--- Start of Extracted records ---

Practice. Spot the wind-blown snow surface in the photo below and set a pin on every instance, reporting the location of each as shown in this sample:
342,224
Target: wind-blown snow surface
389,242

--- End of Extracted records ---
--- Start of Extracted records ---

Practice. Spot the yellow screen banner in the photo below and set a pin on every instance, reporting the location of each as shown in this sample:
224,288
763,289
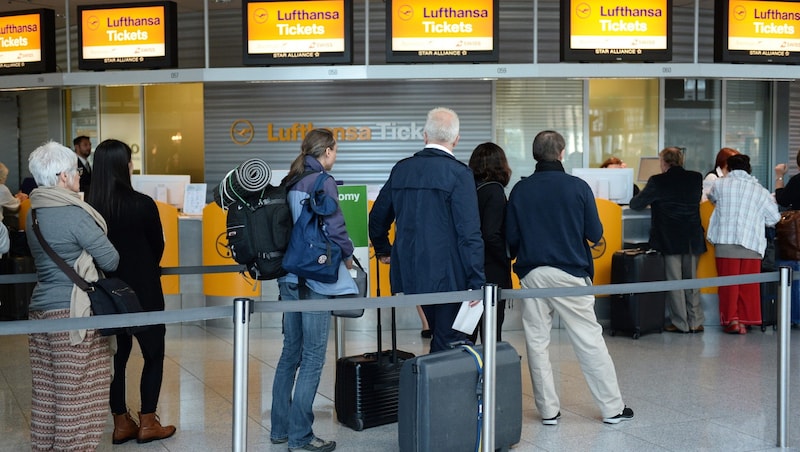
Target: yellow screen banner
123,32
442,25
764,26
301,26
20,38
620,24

--- End of Extracted records ---
--- Start of Extracted records ---

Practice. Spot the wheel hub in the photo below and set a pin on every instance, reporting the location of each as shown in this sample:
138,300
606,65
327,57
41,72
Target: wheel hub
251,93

--- End of Extracted records ---

• Task description
Please tally the lines in the records above that contain the string "Target", and reply with the number alone.

• Exercise response
3